═══ Source document ═══

Scenario book: evaluating a new detection method from recent literature¶

Goal¶

Write a scenario showing a researcher discovering a new paper with a better spindle detection algorithm, evaluating whether to adopt it, benchmarking against their current approach, and making a recorded decision.

Context¶

This scenario exercises the method evaluation workflow: literature discovery → code audit → benchmark → decision. It's a common real-world pattern — a new paper comes out, and you need to decide whether it's worth changing your approach.

The scenario should be written at docs/specs/research-orchestration/scenarios/scenario-method-evaluation.md.

Pixecog context: - Current spindle detection: cogpy has SpindleDetector class in cogpy.detect - Relevant flow: spectrogram_burst with scripts for spectrogram computation and blob detection - H2 and H3 both depend on spindle detection quality - Milestone: spindle-detection-validated is not_started - The researcher reads Pedrosa 2024 (@pedrosa_2024, cited in H2 and H4) which describes an improved spindle detection approach - biblio can discover related papers via biblio_discover_authors, biblio_graph_expand

Prompt¶

Write the scenario at /storage2/arash/projects/projio/docs/specs/research-orchestration/scenarios/scenario-method-evaluation.md.

Step 1: Read context. - Read /storage2/arash/projects/projio/docs/specs/research-orchestration/scenario-book.md for format - Read /storage2/arash/projects/projio/docs/specs/research-orchestration/loop-mechanisms.md - Read pixecog's questions.yml and milestones.yml for hypothesis/milestone details

Step 2: Write the scenario.

═══

▶ The request:
Extend the scenario-book entry on evaluating a new spindle detection method, picking up right after its final line, "Step 2: Write the scenario."

═══ Supplied information ═══

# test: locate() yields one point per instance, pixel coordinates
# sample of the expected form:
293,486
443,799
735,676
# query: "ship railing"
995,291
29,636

═══

▶ The response:
Structure: 1. Header with starting state and researcher's goal 2. Phase 1: Literature trigger — researcher says "I just read Pedrosa 2024 and their spindle detection looks better than ours. Should we switch?" Agent uses paper_context("@pedrosa_2024") to extract their method details. Then biblio_discover_authors("Pedrosa") and biblio_graph_expand("@pedrosa_2024") to find related work and validate the method's reception. 3. Phase 2: Current method audit — Agent uses codio_get("cogpy") and codio_discover("spindle detection") to understand the current SpindleDetector implementation. pipeio_mod_context("spectrogram_burst", "blob_detect") to see how it's used in the pipeline. Presents a comparison: current approach vs paper's approach. 4. Phase 3: Benchmark design — Agent proposes a benchmark: run both methods on one subject, compare detection rates, temporal precision, and false positive rates. Uses the iterate loop. Human approves the plan. 5. Phase 4: Benchmark execution — 2-3 iterate cycles: run current method → run new method (implemented in a notebook) → compare metrics. Agent presents side-by-side comparison. Use paper_context to check against literature-reported values. 6. Phase 5: Decision — Agent presents findings. Human decides (e.g., "the new method is marginally better but not worth the migration cost" or "yes, let's adopt it"). Agent creates a decision note with rationale. 7. Phase 6: Record — Decision note captures: what was compared, metrics, rationale, implications for milestones. If adopting: create issues for code migration. If not: record why, so future agents don't re-evaluate.

Use mkdocs material admonitions: - !!! info "Behind the scenes" for tool calls - !!! tip "Why this matters" for design insights - !!! warning "Human checkpoint" for judgment calls - !!! note "Decision recording" for explaining why decisions are captured

End with ecosystem coverage, loop patterns, and key insight (answer: method evaluation as a first-class workflow — the decision to NOT change is as valuable as the decision to change).

Step 3: Commit with message: "Add scenario: evaluating a new detection method from literature"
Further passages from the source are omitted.